### Ejercicio propuesto
Vuelve a escribir estas líneas y cambia "panda" por "bear" en todos los registros. Deja todo lo demás intacto.

### Datos

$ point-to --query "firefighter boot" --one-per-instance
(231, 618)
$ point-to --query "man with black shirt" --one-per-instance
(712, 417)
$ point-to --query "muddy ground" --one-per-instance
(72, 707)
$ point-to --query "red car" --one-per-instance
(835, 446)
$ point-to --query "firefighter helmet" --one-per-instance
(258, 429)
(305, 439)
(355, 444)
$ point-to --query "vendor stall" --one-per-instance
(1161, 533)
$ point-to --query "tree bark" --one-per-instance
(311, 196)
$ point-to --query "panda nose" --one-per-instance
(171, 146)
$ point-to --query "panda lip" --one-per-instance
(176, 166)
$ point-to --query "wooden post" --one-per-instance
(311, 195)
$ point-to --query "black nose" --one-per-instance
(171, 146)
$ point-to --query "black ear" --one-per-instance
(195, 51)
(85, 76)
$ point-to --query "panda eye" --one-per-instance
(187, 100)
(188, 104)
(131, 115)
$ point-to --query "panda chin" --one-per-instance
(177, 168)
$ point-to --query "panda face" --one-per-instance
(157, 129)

### Resultado
$ point-to --query "firefighter boot" --one-per-instance
(231, 618)
$ point-to --query "man with black shirt" --one-per-instance
(712, 417)
$ point-to --query "muddy ground" --one-per-instance
(72, 707)
$ point-to --query "red car" --one-per-instance
(835, 446)
$ point-to --query "firefighter helmet" --one-per-instance
(258, 429)
(305, 439)
(355, 444)
$ point-to --query "vendor stall" --one-per-instance
(1161, 533)
$ point-to --query "tree bark" --one-per-instance
(311, 196)
$ point-to --query "bear nose" --one-per-instance
(171, 146)
$ point-to --query "bear lip" --one-per-instance
(176, 166)
$ point-to --query "wooden post" --one-per-instance
(311, 195)
$ point-to --query "black nose" --one-per-instance
(171, 146)
$ point-to --query "black ear" --one-per-instance
(195, 51)
(85, 76)
$ point-to --query "bear eye" --one-per-instance
(187, 100)
(188, 104)
(131, 115)
$ point-to --query "bear chin" --one-per-instance
(177, 168)
$ point-to --query "bear face" --one-per-instance
(157, 129)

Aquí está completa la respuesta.